● **Passage**
= = = = =

The Pander Multipro was a two/three seat light monoplane aircraft with a high, braced wing, designed in the Netherlands in the early 1930s. Powered by a Pobjoy radial engine, three were built.

==Design==
Designed by Theo Slot, who was responsible for all of Pander & Sons original designs, the Multipro is variously described as a side-by-side two-seat or three-seat light aircraft. It had high and almost constant chord wings, braced on each side by a V-form pair of struts fixed to the lower fuselage longerons. The fuselage was a rounded, plywood-skinned structure, contemporaries remarking, as they had with other Panders, on the quality of the finish.

It was powered by a Pobjoy R seven-cylinder radial engine; the two-blade propeller was driven via spur gears that reduced its speed and placed the output shaft above the engine centre, an unusual arrangement for a radial. The cabin was under the wing with a deep starboard-side access door and multi-panel glazing. The fuselage tapered aft, with the tailplane set halfway up it, and its fin and rudder together were almost triangular apart from a rounded tip. The Multipro's conventional undercarriage was fixed, with the mainwheels on V-struts attached to the lower longerons and stabilized laterally by an inverted V-strut jointed at the fuselage central underside.

= = = = =

● **Data under study**
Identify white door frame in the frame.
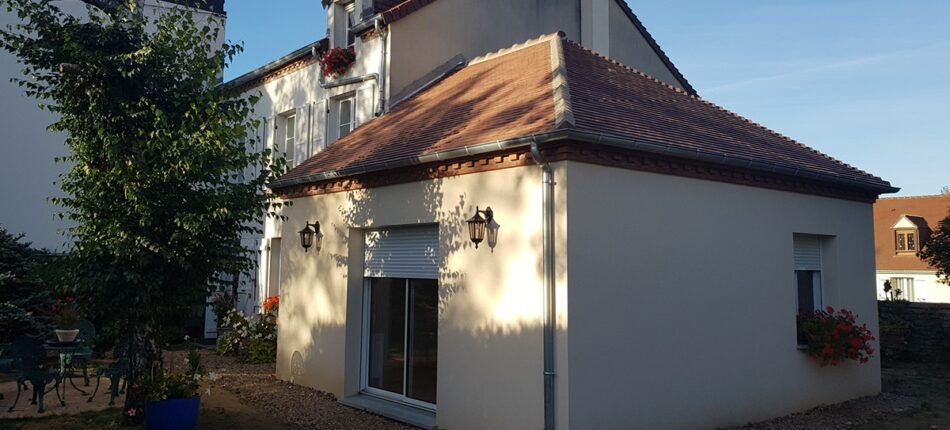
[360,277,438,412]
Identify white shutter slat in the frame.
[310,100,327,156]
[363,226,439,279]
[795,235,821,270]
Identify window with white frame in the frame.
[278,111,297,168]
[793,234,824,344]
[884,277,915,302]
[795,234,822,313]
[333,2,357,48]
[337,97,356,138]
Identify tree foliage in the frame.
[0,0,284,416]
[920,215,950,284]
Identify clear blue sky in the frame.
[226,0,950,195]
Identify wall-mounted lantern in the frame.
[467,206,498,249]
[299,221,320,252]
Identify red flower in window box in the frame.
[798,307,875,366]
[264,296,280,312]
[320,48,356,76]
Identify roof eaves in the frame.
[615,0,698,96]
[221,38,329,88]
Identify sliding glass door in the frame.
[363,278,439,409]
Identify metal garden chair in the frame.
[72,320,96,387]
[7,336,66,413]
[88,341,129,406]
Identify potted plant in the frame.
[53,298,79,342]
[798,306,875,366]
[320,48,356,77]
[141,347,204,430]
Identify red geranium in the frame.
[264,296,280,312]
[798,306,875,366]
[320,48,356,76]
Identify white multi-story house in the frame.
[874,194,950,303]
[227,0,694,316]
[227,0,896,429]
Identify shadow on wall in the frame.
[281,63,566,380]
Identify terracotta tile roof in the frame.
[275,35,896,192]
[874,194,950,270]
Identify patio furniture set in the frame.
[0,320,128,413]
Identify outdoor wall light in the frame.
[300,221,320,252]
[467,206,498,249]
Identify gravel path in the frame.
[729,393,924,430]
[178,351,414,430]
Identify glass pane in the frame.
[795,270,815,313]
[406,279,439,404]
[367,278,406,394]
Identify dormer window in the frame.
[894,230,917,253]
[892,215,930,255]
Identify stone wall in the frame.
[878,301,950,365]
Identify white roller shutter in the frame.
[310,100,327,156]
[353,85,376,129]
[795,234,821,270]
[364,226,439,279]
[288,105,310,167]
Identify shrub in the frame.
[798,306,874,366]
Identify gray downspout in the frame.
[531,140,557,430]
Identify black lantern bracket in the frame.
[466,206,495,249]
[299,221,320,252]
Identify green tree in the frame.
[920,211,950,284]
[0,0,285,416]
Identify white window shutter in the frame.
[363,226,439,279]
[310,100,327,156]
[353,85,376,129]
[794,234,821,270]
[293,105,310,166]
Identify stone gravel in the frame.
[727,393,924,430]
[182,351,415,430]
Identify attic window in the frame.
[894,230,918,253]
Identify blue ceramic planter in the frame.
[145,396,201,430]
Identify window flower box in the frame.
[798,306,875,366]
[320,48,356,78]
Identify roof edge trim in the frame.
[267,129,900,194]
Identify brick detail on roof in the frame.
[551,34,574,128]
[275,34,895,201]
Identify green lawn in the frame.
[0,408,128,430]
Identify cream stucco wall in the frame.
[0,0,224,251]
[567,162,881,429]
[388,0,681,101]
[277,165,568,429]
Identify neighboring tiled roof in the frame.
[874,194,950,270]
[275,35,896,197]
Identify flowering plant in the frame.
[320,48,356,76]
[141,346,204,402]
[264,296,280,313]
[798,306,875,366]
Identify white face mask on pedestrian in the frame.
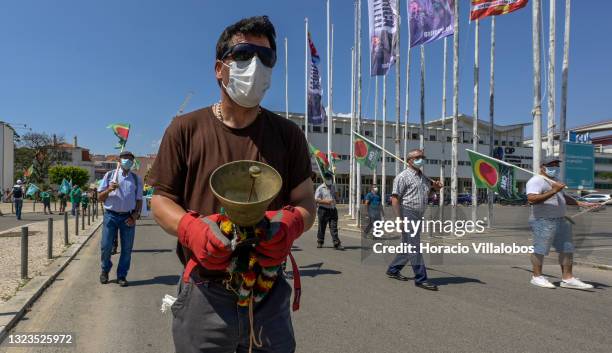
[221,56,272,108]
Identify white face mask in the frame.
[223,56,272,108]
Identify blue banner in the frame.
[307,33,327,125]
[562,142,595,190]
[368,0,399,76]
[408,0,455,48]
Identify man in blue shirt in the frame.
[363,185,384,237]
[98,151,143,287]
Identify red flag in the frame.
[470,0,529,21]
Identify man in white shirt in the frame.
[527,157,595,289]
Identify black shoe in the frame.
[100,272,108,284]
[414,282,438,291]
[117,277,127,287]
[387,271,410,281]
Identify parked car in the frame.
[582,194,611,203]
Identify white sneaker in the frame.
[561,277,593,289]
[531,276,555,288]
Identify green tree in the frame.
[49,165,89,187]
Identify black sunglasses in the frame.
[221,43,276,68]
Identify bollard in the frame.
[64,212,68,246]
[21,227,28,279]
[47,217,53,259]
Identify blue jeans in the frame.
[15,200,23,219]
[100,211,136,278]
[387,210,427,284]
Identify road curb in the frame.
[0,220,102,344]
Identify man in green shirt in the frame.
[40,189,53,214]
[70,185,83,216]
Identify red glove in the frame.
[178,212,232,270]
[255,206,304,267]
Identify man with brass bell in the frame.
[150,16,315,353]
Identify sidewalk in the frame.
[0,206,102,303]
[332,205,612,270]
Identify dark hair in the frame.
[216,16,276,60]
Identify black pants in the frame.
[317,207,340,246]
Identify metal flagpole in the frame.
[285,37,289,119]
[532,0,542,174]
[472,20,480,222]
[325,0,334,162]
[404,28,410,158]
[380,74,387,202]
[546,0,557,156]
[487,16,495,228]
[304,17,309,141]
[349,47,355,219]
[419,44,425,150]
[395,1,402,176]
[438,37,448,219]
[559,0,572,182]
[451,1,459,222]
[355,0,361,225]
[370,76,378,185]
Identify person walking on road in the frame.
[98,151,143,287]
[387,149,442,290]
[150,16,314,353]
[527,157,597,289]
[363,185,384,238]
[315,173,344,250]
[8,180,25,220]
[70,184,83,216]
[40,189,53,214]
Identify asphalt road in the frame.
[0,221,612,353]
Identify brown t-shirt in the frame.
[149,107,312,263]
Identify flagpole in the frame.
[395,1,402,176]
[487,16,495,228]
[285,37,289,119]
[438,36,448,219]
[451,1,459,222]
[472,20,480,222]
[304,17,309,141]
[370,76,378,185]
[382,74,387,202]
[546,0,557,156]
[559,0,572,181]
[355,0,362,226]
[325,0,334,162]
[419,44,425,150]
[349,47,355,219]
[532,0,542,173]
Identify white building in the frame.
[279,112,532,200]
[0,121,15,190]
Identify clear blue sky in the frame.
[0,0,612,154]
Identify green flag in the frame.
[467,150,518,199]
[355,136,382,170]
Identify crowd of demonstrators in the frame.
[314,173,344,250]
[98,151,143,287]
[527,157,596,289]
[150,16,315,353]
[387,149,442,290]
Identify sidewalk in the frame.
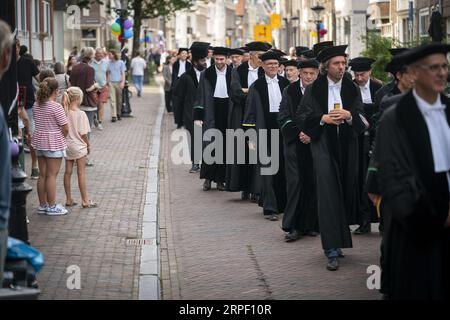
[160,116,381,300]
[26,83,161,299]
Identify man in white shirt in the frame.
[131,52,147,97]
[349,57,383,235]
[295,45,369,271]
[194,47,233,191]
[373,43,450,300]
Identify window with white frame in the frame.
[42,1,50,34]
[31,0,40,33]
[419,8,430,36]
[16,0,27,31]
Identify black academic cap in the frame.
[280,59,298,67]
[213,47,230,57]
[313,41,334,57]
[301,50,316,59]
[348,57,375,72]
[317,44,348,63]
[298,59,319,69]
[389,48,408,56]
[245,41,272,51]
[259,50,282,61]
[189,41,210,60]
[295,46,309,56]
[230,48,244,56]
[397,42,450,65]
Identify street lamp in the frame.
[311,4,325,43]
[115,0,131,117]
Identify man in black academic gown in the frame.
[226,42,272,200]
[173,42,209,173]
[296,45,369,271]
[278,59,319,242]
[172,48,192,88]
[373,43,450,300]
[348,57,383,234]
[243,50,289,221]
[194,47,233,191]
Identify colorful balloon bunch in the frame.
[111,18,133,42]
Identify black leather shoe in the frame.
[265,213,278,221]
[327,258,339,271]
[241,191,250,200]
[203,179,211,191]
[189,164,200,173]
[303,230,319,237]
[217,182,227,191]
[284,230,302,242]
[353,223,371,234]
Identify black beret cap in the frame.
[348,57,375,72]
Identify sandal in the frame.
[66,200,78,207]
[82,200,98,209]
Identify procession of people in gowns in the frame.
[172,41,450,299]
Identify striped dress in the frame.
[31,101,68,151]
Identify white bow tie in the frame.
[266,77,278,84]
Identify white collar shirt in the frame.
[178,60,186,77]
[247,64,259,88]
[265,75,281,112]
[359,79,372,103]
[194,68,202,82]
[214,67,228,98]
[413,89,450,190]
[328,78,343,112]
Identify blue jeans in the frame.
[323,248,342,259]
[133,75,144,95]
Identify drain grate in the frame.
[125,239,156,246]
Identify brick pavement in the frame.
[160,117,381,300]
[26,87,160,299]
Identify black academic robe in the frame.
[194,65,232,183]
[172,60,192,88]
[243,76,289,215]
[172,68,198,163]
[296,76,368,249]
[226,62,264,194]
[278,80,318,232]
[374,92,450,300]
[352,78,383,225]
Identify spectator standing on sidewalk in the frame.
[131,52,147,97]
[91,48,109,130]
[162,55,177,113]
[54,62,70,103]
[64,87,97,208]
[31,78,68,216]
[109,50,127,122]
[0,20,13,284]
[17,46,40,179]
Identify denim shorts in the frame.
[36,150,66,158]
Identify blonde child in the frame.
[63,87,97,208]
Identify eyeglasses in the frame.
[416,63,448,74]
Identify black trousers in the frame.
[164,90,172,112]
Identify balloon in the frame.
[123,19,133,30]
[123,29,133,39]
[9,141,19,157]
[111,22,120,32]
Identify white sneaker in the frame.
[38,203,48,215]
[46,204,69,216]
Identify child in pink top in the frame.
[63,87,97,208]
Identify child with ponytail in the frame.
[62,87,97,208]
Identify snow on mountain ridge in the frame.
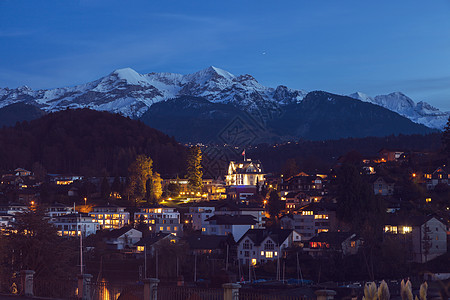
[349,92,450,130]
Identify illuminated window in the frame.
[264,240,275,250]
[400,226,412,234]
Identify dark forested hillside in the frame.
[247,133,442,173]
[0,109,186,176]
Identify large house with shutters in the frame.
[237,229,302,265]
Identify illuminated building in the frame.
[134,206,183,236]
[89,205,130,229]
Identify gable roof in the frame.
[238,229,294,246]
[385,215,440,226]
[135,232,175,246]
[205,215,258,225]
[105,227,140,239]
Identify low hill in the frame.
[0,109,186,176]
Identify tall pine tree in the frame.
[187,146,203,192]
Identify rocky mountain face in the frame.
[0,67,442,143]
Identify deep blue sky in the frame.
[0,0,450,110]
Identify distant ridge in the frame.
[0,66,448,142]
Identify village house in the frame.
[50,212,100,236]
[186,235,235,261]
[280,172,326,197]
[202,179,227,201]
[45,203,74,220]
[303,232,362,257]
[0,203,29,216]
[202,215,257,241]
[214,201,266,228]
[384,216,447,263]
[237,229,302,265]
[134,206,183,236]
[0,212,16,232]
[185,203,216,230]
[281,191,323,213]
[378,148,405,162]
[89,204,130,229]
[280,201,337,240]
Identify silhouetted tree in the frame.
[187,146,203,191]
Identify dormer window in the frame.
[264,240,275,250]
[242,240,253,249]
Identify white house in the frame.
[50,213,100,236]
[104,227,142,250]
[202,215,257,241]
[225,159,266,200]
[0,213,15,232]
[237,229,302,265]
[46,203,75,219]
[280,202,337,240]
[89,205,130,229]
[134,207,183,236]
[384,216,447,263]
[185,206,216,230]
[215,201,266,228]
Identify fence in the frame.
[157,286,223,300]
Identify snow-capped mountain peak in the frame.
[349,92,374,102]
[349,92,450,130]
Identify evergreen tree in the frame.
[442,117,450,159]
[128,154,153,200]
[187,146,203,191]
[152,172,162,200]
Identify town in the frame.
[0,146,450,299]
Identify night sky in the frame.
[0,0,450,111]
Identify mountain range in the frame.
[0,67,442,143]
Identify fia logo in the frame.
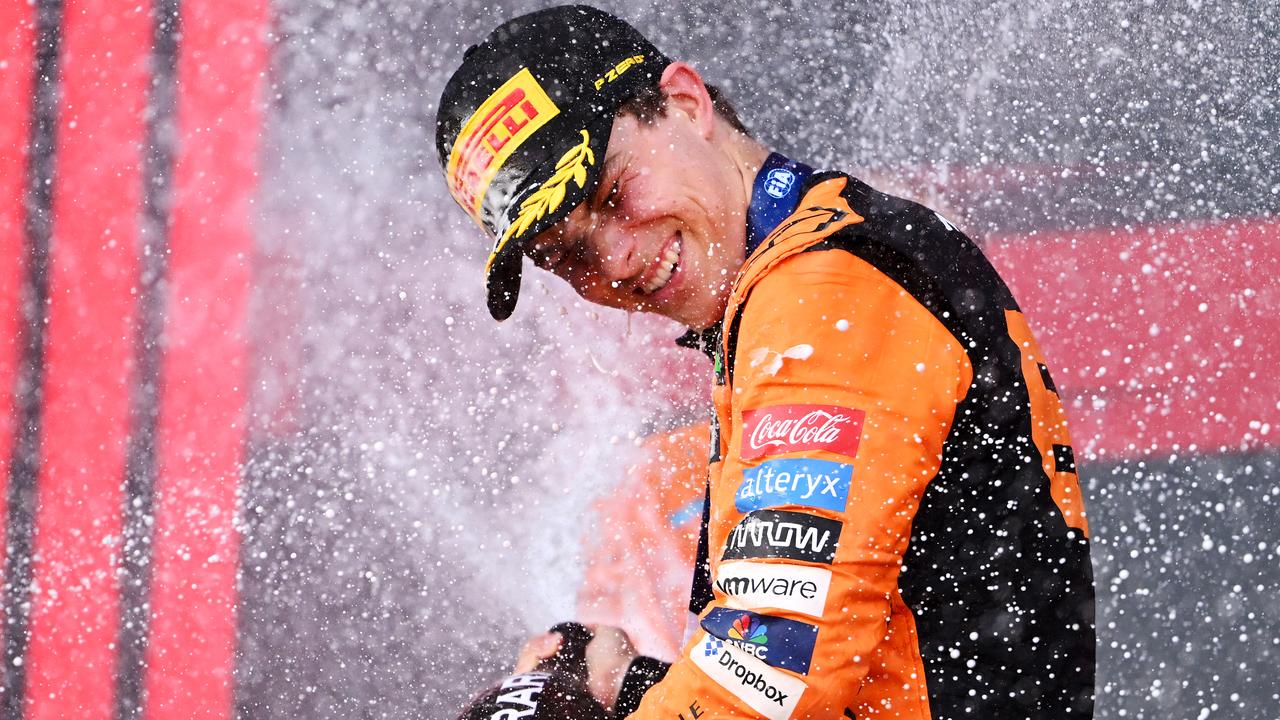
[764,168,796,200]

= = = = =

● **Using the information**
**A.** According to the Pander Multipro passage, who designed the aircraft?
**B.** Write the next part of the Pander Multipro passage, picking up after its final sentence.
The entries are unrelated material.

● **Written answers**
**A.** Theo Slot designed it.

**B.**
The Multipro flew for the first time in September 1932.

==Operational history==
In all, three Multipros were built. The first and third were rapidly sold to private individuals; the second remained registered to the Pander works until 1937, when it too was bought privately. All remained on the Dutch civil aircraft register until at least 1939. One, the second aircraft, is known to have been destroyed by German bombing during the invasion of the Netherlands on 10 May 1940.